CONSIGNE BRÈVE 1: Recopiez fidèlement le passage de l'article consacré au duo Mein Sohn William, depuis « Le genre d’hurluberlus » jusqu'à « des lignes droites. » inclus.

Servie frappée, la pop complètement givrée de MEIN SOHN WILLIAM peut décontenancer. Mais réchaufferait en live le public le plus glacial. Déjà repéré par les radars des Transmusicales, le duo super sinoque rennais signait l’un des concerts les plus jouissifs du dernier festival Terra Incognita. Causette post-concert avec le commandant de bord, Dorian Taburet.

Les Inrocks n’écrivent pas que des conneries. Dans une chronique de Every day, in every way, second disque de Mein Sohn William sorti en mai dernier, on pouvait lire cette analyse plutôt juste, selon laquelle Dorian Taburet et son acolyte Antoine Bellanger (remplacé depuis par Jérémy Dal Santo) passaient leur temps à cacher ce qu’ils étaient vraiment. « À savoir, deux penseurs affûtés de la pop, qui se soucient d’élargir intelligemment son champ d’action. »
Le genre d’hurluberlus capables de disserter, dans une même conversation, sur le philosophe Gilles Deleuze et la Ligue 1 de football. Cancres surdoués qui, depuis le fond de la classe, balancent sur la maîtresse des chansons-blagues sans interdit, ni équivalent. « Toujours en recherche », Dorain Taburet, faux clown, vrai angoissé qui cache son stress derrière des performances scéniques survoltées, cultive l’art potache de la transgression, et affiche une sainte horreur des lignes droites.

ENREGISTREMENTS À TRAITER:
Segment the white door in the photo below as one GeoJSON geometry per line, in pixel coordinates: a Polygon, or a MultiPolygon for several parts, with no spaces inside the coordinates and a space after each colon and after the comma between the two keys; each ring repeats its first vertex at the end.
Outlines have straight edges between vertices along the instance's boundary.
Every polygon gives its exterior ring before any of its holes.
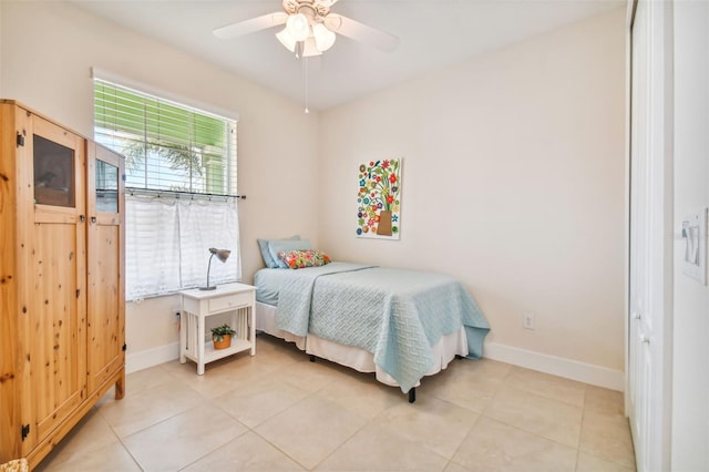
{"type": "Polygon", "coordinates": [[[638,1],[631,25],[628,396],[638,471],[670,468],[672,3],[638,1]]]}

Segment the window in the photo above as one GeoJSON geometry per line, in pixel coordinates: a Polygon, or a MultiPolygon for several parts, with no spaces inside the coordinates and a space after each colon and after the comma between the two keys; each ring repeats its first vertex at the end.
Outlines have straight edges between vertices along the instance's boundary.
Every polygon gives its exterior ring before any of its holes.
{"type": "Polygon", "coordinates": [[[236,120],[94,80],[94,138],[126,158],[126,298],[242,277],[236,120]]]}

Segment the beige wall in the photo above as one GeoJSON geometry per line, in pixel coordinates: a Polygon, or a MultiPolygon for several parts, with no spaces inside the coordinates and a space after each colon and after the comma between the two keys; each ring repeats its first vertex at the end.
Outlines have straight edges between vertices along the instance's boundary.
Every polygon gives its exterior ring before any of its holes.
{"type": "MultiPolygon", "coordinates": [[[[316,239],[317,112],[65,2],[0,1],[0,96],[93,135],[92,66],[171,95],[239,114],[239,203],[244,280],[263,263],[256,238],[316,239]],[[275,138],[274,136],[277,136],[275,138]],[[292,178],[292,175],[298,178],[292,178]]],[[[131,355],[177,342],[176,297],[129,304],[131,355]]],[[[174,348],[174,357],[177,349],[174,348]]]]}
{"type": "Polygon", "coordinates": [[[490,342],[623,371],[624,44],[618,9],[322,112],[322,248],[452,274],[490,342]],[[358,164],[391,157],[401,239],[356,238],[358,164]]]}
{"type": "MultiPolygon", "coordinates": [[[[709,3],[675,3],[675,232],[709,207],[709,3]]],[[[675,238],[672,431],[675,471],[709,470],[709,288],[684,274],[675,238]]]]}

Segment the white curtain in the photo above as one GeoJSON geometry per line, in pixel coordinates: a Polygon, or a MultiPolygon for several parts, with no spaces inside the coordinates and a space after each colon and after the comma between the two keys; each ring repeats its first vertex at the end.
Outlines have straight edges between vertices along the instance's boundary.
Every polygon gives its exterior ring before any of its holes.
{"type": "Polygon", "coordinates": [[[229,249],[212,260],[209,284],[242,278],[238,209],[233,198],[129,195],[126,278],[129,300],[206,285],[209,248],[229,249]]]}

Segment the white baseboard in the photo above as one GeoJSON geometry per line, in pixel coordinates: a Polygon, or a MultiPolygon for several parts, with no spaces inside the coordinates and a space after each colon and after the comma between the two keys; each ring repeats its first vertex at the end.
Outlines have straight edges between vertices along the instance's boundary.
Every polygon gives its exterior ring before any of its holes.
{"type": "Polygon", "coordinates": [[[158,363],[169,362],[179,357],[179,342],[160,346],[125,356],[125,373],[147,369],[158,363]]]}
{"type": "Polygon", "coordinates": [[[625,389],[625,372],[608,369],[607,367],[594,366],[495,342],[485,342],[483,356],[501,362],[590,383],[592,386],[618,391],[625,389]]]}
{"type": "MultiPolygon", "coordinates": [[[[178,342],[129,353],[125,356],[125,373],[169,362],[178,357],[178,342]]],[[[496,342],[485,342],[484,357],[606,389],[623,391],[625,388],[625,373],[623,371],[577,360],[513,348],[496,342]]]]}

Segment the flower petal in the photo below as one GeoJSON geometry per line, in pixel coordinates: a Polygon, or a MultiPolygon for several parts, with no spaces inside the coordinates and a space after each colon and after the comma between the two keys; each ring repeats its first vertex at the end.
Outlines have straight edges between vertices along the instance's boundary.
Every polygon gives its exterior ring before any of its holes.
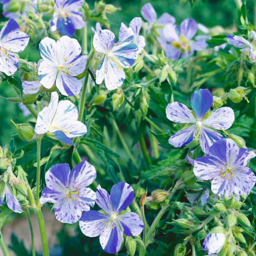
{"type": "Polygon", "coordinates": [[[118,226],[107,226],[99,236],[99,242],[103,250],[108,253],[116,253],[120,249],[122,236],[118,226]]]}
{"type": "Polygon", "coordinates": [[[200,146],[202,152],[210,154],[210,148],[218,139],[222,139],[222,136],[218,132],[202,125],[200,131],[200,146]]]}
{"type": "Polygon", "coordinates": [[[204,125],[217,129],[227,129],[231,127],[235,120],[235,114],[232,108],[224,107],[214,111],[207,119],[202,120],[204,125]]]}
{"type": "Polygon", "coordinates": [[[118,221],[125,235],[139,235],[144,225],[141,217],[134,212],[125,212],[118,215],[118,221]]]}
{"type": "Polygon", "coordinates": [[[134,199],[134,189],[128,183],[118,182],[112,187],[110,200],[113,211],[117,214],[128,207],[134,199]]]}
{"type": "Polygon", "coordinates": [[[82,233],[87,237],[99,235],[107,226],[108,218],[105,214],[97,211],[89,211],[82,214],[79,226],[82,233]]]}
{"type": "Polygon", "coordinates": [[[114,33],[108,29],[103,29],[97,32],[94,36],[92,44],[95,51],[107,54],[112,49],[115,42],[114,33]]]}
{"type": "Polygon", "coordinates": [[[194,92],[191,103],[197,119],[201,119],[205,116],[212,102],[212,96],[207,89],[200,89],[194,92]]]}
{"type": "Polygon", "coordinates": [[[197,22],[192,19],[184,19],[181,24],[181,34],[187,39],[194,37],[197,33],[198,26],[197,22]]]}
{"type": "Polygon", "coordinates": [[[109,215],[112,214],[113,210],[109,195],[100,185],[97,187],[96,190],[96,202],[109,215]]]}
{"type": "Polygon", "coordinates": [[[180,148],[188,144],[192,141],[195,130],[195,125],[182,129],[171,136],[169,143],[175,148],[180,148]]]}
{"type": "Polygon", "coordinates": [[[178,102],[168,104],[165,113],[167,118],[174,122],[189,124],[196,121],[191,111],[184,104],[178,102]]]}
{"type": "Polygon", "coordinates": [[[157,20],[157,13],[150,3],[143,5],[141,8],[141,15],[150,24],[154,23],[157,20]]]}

CONSIGNE BRÈVE 2: Repérez dans les enregistrements chaque ligne où figure la chaîne « petal », puis recopiez ces lignes sans les modifier.

RÉSULTAT ATTENDU 1:
Le genre d’hurluberlus capables de disserter, dans une même conversation, sur le philosophe Gilles Deleuze et la Ligue 1 de football. Cancres surdoués qui, depuis le fond de la classe, balancent sur la maîtresse des chansons-blagues sans interdit, ni équivalent. « Toujours en recherche », Dorain Taburet, faux clown, vrai angoissé qui cache son stress derrière des performances scéniques survoltées, cultive l’art potache de la transgression, et affiche une sainte horreur des lignes droites.

RÉSULTAT ATTENDU 2:
Segment the flower petal in the photo below as one GeoJSON geometry per line, in pixel coordinates: a Polygon, or a MultiPolygon for several parts, with no spaces inside the coordinates and a space after each colon and after the comma between the two keys; each ring repeats its first vertex at the end.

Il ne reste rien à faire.